TASKS AND EXERCISES
**a)** Write out the passage on liability claims against insurance agents, from "The MGA's professional" to "clientele carries risks.", with no changes.
**b)** Continue the passage on liability claims against insurance and financial services agents, starting after its final sentence.

GIVEN TEXT
== Segment start ==

The confidentiality of the files you manage can become a sensitive subject.
A client sued her life insurance agent, the managing general agent (MGA) and the insurance company for damages and interest for breach of privacy. The client claimed that the life insurance agent had discussed her medical records with the client's father.
In reality, the client's father had always handled his daughter’s life insurance affairs (applications, follow-up, etc.). When the insurer in this situation refused to modify one of the rating conditions because of information contained in the medical report (without disclosing its contents), the agent informed the father and explained that his daughter would have to provide written permission to the insurer if she wanted the medical report information to be shared with her doctor. The MGA merely served as a channel of communication between the life insurer and the agent.
Despite no medical details being released, the client is seeking $300,000 in damages from all parties for breach of privacy, stress and exemplary/punitive damages. The client wishes to have her day in court and refuses to acknowledge that her claim is without merit.
The MGA's professional liability insurer expects to pay more than $60,000 to take the case to court.
Taking over another financial services representative’s clientele carries risks.
A financial services representative, who operated his own company, acquired another mutual fund agent’s book of business. That person retired and subsequently died.
Five years later, one of the new agent’s clients asked to make a withdrawal from her investments, as she had done several times in the past with her former agent. She was in desperate need of money and decided to proceed even though she was told that the transaction involved transfer fees. When she later learned that the transfer fees totalled $9,000, she decided to sue her current agent and his firm, claiming that they had failed to adequately inform her of the consequences of her decisions.
The client refused any attempt to compromise and settle out of court. She even turned down an offer of $5,000. The current agent, who acted reasonably and professionally, insisted on his full defence on the grounds that he could not be held liable for the original agent’s erroneous information.

== Segment end ==

(Saved data entries)
== Segment start ==

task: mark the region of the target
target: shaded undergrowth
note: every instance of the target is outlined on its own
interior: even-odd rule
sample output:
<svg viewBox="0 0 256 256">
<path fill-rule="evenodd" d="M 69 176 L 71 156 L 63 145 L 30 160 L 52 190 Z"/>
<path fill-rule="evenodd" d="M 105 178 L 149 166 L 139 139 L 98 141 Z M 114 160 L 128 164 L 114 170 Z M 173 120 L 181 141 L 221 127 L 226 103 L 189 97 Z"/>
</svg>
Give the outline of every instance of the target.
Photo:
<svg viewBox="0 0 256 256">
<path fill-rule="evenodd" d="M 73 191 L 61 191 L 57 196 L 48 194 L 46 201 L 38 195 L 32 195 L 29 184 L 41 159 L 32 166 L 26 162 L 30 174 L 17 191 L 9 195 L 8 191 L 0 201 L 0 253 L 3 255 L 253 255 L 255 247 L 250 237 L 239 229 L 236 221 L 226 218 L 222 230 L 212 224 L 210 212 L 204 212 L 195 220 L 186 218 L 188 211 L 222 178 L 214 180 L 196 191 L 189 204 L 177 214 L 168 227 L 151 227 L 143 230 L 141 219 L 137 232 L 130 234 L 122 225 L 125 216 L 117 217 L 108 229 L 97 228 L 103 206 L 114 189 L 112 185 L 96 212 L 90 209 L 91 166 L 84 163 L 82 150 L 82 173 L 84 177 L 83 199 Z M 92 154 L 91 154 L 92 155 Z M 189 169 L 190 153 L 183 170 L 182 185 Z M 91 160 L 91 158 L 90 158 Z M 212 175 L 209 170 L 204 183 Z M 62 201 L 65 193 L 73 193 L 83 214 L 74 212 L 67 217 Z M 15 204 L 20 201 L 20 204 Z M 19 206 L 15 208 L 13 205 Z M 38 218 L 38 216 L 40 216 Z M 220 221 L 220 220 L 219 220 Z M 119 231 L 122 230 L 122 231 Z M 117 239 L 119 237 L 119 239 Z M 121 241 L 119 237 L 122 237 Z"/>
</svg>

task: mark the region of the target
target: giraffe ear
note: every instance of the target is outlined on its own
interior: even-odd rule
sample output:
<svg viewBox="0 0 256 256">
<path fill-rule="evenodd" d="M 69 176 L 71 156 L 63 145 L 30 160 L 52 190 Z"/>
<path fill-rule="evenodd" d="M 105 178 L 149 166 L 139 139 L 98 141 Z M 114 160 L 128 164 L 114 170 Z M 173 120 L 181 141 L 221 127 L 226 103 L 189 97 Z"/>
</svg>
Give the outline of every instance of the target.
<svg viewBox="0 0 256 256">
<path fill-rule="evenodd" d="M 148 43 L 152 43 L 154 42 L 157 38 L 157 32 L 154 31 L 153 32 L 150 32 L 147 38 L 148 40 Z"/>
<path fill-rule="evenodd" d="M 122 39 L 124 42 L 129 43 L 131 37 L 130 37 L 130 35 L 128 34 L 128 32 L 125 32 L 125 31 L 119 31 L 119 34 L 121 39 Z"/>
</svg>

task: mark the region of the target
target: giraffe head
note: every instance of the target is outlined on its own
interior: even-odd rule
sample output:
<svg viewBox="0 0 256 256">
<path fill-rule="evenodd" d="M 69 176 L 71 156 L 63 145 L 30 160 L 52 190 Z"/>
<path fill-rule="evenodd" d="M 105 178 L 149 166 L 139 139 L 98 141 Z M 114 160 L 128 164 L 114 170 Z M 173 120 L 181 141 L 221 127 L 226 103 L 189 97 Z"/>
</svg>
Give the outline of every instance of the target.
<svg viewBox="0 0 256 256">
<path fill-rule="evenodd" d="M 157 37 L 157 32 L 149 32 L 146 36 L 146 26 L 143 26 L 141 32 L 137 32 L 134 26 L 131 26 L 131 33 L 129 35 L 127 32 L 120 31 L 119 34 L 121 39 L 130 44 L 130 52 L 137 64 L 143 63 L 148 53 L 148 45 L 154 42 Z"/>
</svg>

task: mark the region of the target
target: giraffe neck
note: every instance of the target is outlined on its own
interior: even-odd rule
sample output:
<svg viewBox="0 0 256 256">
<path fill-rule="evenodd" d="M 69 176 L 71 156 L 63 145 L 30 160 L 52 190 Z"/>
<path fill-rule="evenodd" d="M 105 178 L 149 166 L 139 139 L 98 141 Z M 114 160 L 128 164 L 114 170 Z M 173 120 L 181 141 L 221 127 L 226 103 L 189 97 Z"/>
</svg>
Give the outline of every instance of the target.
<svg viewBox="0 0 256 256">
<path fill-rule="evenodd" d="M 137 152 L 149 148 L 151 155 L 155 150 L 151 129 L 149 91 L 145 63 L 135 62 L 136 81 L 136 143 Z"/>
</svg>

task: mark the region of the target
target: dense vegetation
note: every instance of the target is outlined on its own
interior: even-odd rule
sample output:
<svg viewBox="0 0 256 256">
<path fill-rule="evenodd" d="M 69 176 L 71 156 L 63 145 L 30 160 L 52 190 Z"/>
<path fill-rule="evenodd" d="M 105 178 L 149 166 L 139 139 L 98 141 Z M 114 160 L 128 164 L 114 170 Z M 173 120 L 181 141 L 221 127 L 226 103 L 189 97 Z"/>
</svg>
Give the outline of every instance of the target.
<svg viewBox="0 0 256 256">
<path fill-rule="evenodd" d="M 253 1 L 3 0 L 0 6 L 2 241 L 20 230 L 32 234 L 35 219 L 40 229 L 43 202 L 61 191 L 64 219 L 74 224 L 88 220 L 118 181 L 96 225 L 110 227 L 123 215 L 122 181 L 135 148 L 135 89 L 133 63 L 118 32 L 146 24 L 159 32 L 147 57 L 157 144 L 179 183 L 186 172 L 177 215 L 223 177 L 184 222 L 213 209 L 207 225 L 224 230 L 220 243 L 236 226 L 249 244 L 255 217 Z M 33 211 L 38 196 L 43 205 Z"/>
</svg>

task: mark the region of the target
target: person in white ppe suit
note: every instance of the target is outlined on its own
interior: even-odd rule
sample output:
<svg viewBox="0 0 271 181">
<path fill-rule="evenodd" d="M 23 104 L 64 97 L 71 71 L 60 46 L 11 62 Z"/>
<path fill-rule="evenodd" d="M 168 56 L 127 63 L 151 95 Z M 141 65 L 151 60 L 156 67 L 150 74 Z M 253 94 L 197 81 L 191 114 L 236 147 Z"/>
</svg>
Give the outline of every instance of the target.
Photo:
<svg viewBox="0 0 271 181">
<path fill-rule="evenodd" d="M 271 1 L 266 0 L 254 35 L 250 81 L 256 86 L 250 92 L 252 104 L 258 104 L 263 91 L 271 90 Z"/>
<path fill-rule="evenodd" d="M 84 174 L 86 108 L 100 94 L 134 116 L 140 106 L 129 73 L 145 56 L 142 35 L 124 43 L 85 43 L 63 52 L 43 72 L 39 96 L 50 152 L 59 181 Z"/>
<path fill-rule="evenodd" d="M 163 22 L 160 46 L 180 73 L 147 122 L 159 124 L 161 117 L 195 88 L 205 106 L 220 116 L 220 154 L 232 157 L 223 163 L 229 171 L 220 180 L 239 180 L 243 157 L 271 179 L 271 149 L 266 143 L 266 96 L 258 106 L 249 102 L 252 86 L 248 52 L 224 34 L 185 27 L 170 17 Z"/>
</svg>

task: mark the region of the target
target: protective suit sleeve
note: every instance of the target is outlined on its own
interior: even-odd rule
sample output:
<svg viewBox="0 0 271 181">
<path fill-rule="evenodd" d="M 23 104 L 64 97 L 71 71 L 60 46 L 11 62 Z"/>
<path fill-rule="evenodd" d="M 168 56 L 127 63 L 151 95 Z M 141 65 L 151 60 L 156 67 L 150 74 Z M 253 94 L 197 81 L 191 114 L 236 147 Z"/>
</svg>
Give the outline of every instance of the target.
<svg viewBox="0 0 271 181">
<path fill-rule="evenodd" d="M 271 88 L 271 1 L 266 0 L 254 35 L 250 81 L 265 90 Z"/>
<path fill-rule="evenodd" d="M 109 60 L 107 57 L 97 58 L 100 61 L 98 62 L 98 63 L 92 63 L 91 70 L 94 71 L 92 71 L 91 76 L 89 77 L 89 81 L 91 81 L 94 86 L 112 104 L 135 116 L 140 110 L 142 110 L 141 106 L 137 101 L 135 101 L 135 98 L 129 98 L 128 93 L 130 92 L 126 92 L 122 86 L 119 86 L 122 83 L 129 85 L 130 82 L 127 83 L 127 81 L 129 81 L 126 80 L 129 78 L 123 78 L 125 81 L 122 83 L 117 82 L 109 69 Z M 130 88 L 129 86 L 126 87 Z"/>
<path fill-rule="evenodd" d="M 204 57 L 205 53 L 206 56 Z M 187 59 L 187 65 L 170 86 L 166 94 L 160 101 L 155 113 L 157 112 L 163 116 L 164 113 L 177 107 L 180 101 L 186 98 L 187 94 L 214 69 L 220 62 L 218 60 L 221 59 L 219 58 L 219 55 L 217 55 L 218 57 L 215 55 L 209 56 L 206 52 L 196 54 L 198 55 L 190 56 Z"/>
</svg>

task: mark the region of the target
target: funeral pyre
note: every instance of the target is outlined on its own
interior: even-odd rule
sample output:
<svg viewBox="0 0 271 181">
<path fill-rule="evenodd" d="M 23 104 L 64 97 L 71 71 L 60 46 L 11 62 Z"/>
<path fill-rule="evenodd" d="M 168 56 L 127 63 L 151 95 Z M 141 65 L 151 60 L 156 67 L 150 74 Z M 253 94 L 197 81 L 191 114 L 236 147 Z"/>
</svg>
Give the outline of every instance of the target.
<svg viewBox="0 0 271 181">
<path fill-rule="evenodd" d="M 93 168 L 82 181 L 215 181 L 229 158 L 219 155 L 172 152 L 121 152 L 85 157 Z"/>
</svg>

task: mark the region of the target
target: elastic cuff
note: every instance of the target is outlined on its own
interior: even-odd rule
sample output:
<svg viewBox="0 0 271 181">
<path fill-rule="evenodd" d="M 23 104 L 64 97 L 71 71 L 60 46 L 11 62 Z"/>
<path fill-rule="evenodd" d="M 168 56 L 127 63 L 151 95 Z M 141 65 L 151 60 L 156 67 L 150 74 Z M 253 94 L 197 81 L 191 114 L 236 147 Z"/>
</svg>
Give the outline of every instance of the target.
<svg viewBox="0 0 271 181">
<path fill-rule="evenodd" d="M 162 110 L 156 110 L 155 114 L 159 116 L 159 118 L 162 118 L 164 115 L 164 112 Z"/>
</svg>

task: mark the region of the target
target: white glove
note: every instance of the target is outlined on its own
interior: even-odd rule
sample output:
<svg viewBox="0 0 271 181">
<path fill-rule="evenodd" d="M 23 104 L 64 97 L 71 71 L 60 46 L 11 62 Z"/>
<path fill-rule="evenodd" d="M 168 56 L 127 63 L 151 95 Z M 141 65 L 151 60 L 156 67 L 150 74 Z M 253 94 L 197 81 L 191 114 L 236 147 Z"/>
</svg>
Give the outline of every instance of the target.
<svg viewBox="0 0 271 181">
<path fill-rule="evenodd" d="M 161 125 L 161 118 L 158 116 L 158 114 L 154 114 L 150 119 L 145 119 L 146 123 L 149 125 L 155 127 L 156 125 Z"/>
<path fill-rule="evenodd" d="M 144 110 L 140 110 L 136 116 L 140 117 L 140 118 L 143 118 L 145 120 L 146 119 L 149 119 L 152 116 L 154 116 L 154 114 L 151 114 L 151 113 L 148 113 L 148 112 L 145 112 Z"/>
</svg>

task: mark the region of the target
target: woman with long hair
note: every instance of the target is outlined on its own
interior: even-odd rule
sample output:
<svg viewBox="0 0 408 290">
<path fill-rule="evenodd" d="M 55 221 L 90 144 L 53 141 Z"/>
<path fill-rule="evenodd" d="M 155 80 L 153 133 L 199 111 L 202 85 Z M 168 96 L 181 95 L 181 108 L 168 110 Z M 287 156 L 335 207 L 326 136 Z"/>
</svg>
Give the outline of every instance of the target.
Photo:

== Segment end ==

EXPECTED RESPONSES
**a)**
The MGA's professional liability insurer expects to pay more than $60,000 to take the case to court.
Taking over another financial services representative’s clientele carries risks.

**b)**
The client took the matter to court and was awarded the amount claimed, plus interest and costs. The reasoning was that even if the client insisted on getting the money quickly, it was up to the current agent to warn her of the potential consequences, including the cumulative effect of the withdrawals made by the original agent. In other words, the current agent should have protected the client from herself.
The full defence of the case resulted in legal expenses of $17,800 for the professional liability insurer, plus compensation of $15,555.
Your forgetfulness can be very costly in the case of a lawsuit.
During their annual meeting, a client and his advisor agreed to make three changes to various financial products (life insurance and mutual funds). The required forms were duly completed and signed for two of the three transactions. The third transaction was put on hold until the client's chartered accountant determined whether the payments should be made from the client's personal account or the company's bank account.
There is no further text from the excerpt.